*Exercise details:*
Turn each line of the material below into a row of a Markdown table with two columns, n for the row number and Line for the line itself. Skip any blank lines.

# START OF Records for this exercise

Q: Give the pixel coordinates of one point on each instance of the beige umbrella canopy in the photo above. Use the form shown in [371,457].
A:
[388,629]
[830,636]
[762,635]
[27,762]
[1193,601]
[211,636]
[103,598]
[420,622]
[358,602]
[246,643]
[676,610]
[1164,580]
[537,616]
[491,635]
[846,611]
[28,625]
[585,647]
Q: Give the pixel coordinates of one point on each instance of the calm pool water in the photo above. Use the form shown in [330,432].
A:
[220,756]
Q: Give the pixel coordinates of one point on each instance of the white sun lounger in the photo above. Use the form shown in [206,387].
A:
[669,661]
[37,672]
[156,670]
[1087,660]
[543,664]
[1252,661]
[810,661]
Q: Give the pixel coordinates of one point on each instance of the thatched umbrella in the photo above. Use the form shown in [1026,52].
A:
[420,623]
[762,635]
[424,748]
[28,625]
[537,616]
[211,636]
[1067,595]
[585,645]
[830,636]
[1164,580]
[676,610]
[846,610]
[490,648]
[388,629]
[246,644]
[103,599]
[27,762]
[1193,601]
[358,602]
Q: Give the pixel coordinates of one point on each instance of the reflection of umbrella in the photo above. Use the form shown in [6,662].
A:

# END OF Records for this exercise

*Final result:*
| n | Line |
|---|---|
| 1 | Q: Give the pixel coordinates of one point on each instance of the beige umbrella canopy in the photo above. Use the form shown in [371,457]. |
| 2 | A: |
| 3 | [388,629] |
| 4 | [830,636] |
| 5 | [762,635] |
| 6 | [27,762] |
| 7 | [1193,601] |
| 8 | [211,636] |
| 9 | [103,598] |
| 10 | [420,622] |
| 11 | [358,602] |
| 12 | [246,643] |
| 13 | [676,610] |
| 14 | [1164,580] |
| 15 | [537,616] |
| 16 | [491,635] |
| 17 | [846,611] |
| 18 | [28,625] |
| 19 | [585,647] |
| 20 | Q: Give the pixel coordinates of one point on each instance of the calm pool water in the photo above. Use the form shown in [330,432]. |
| 21 | A: |
| 22 | [220,756] |
| 23 | Q: Give the pixel coordinates of one point on each instance of the white sun lounger in the photo above. Use the form shown in [206,387]. |
| 24 | A: |
| 25 | [669,661] |
| 26 | [37,672] |
| 27 | [156,670] |
| 28 | [1087,660] |
| 29 | [543,664] |
| 30 | [1252,661] |
| 31 | [810,661] |
| 32 | Q: Give the pixel coordinates of one point on each instance of the thatched umbrella in the photo above. Use the form shown in [1026,52]. |
| 33 | A: |
| 34 | [420,623] |
| 35 | [762,635] |
| 36 | [424,748] |
| 37 | [28,625] |
| 38 | [537,616] |
| 39 | [211,636] |
| 40 | [1067,595] |
| 41 | [585,645] |
| 42 | [830,636] |
| 43 | [1164,580] |
| 44 | [676,610] |
| 45 | [846,610] |
| 46 | [490,648] |
| 47 | [388,629] |
| 48 | [246,644] |
| 49 | [103,599] |
| 50 | [27,762] |
| 51 | [1193,601] |
| 52 | [358,602] |
| 53 | Q: Give the pixel coordinates of one point on each instance of the reflection of umbrella in the photo above. Use the form shown in [6,662]. |
| 54 | A: |